* _YOUR GOAL_
Edit the records starting at the line that contains "target | bus front bumper" and ending at the line that contains "(1238, 313)". Replace every "drop a pin on" with "place a marker on", keep all else unchanged, and give back only those lines.

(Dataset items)

** START **

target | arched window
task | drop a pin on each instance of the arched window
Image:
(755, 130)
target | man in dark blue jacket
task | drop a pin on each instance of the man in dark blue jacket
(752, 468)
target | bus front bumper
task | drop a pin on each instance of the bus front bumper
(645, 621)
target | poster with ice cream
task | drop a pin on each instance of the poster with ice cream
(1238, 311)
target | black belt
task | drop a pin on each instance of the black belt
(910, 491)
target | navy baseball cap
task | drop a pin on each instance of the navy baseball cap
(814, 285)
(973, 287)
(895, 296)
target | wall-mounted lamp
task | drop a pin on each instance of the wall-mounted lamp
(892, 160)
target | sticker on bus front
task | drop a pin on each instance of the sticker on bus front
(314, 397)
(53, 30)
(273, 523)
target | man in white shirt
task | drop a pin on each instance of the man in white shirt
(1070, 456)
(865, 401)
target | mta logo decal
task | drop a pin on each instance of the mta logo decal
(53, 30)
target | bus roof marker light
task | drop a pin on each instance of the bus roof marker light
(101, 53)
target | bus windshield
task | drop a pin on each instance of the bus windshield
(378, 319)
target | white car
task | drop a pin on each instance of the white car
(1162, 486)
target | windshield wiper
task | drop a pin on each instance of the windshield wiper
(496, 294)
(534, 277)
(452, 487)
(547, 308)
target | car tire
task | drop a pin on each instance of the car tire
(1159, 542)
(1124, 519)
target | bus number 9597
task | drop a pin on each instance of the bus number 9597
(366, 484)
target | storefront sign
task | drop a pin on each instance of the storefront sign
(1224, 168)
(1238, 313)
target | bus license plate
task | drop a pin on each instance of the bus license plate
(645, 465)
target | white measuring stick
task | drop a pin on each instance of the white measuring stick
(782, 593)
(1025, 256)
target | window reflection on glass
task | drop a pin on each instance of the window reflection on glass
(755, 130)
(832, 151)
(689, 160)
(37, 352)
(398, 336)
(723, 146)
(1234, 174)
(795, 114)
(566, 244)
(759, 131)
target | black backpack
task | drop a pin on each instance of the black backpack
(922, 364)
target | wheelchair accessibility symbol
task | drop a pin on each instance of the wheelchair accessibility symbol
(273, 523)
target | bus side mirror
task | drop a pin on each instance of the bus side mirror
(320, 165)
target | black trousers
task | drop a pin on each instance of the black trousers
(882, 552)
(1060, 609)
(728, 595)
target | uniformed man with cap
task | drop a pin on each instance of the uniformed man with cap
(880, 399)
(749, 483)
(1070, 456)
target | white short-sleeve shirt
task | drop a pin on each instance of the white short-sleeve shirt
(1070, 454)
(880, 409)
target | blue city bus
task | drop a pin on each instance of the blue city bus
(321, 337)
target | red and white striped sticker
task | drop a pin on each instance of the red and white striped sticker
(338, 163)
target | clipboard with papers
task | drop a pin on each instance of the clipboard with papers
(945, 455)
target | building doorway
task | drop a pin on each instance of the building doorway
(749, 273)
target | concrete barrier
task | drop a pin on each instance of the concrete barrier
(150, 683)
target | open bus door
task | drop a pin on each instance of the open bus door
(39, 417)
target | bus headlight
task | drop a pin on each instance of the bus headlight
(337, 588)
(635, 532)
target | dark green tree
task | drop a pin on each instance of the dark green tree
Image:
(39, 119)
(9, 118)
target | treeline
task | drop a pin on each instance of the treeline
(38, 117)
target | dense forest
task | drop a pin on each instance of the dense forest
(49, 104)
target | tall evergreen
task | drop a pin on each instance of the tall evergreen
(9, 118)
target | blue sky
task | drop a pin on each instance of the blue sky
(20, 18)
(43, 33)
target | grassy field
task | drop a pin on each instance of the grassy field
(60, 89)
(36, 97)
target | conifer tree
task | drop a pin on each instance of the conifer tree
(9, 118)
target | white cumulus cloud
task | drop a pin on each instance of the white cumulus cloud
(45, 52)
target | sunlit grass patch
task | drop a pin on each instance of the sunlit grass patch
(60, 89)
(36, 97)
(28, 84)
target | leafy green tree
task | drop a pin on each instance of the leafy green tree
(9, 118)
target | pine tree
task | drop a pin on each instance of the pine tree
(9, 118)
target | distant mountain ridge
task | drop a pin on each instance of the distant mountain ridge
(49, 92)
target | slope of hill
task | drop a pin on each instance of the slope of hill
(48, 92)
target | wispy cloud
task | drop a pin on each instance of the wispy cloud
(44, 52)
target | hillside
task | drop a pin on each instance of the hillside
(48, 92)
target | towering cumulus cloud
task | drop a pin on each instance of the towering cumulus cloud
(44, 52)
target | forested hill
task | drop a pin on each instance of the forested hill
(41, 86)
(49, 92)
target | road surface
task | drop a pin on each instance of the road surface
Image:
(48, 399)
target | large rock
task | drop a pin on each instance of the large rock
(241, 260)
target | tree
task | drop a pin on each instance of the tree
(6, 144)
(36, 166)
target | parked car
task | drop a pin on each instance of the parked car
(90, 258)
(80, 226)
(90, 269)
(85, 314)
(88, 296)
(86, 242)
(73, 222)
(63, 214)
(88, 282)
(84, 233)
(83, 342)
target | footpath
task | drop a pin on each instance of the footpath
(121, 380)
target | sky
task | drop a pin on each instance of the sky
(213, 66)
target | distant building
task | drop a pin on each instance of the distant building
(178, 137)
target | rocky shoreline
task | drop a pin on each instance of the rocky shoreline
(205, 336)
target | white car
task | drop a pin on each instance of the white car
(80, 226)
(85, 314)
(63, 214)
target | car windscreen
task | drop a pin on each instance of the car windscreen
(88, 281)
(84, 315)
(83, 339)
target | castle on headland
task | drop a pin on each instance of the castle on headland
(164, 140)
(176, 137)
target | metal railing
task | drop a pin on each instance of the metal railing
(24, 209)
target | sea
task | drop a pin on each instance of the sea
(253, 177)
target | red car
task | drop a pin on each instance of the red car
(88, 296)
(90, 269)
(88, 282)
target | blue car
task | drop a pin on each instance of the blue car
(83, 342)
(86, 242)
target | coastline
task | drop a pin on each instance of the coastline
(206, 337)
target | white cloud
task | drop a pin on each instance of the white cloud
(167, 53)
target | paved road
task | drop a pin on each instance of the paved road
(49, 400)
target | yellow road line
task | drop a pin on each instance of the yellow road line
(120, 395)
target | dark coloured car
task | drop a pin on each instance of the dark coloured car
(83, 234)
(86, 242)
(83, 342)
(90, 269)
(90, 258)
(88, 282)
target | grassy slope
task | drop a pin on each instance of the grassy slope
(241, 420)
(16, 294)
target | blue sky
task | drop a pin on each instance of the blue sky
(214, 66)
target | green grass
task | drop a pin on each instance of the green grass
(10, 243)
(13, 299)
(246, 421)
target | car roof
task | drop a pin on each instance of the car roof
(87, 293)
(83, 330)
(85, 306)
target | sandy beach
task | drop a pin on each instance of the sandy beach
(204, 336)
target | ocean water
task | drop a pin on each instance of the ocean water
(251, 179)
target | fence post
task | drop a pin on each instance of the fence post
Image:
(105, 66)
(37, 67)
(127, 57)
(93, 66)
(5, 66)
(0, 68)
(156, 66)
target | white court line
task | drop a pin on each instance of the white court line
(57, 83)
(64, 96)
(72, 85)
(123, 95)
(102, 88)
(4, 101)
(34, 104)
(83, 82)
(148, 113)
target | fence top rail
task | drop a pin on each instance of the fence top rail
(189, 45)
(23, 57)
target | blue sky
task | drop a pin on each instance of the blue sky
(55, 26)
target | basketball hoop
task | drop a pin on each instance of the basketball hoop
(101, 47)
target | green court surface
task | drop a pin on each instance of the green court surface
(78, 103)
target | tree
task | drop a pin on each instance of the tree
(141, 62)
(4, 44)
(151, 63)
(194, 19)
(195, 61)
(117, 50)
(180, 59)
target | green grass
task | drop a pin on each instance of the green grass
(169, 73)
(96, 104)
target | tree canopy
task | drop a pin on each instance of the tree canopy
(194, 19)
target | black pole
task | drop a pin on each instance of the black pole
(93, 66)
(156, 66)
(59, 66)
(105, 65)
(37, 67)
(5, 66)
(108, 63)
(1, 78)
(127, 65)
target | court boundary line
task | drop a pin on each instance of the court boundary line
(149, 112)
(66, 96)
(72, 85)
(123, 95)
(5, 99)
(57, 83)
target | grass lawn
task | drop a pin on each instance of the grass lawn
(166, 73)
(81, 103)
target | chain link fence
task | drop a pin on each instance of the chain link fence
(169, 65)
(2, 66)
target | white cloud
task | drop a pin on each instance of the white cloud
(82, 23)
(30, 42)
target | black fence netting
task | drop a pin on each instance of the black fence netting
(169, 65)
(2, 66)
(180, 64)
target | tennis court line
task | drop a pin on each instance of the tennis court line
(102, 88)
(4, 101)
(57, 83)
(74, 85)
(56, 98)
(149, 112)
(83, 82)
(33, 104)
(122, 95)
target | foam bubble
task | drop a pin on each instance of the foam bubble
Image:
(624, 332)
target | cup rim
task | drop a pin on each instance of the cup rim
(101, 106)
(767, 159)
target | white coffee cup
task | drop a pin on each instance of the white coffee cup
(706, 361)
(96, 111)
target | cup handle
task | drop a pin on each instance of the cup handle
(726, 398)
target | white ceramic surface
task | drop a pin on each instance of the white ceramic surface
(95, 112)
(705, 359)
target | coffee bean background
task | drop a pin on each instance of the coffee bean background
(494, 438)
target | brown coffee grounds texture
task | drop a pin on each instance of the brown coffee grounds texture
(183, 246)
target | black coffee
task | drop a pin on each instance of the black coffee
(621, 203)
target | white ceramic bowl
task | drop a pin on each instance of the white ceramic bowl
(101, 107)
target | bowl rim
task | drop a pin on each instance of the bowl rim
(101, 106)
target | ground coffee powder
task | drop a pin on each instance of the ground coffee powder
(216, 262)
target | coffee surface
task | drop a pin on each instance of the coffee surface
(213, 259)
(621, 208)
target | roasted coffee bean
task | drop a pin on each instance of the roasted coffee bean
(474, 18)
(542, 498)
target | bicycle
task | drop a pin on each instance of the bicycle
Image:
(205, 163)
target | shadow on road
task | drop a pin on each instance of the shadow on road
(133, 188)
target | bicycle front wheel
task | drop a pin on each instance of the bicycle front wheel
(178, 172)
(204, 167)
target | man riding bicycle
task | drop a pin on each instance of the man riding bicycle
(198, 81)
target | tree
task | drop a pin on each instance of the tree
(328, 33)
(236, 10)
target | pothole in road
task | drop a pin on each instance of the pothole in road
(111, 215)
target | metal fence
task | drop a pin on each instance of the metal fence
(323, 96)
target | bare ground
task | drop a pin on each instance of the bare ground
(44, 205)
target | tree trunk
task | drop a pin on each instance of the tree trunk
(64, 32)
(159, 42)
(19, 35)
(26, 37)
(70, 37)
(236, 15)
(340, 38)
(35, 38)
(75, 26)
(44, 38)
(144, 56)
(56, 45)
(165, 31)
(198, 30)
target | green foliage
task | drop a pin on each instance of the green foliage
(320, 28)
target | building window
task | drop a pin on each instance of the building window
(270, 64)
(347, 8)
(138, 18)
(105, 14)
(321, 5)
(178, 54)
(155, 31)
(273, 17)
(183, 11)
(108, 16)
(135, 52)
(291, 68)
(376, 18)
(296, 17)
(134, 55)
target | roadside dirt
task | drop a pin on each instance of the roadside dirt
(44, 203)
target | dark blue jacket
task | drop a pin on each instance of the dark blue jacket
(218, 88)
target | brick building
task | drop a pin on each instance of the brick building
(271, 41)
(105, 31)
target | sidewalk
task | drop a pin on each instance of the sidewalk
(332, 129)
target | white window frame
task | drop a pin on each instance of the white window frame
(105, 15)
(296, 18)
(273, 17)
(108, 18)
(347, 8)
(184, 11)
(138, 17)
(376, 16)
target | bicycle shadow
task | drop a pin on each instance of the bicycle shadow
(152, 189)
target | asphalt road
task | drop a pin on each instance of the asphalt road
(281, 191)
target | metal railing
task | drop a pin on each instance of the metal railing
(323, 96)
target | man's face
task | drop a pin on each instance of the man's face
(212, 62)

** END **

* _EXERCISE OUTPUT_
target | bus front bumper
task | place a marker on each instance of the bus front bumper
(645, 621)
target | poster with ice cream
task | place a marker on each instance of the poster with ice cream
(1238, 311)
target | black belt
task | place a marker on each instance of the black belt
(910, 491)
target | navy baseball cap
task | place a marker on each instance of the navy baseball cap
(814, 285)
(973, 287)
(895, 296)
target | wall-mounted lamp
task | place a marker on each instance of the wall-mounted lamp
(892, 160)
target | sticker on bus front
task | place a marker on each instance of the sticker on bus front
(314, 397)
(53, 30)
(273, 523)
target | man in white shirt
task | place a marker on each instance of the man in white shirt
(1070, 456)
(865, 401)
target | mta logo decal
task | place a marker on each instance of the mta logo decal
(53, 30)
target | bus roof marker light
task | place a marker on each instance of the bus roof marker light
(101, 53)
target | bus windshield
task | place a marker on each instance of the bus windshield
(378, 319)
target | white car
task | place a marker on each instance of the white car
(1162, 486)
target | windshield wiper
task | place a marker on each instance of the windshield wiper
(496, 294)
(534, 277)
(452, 487)
(547, 308)
target | car tire
task | place a marker on each instance of the car tire
(1159, 542)
(1124, 519)
target | bus number 9597
task | place a marker on each instance of the bus number 9597
(366, 484)
target | storefront sign
task | place a marker on each instance of the storefront sign
(1224, 168)
(1238, 313)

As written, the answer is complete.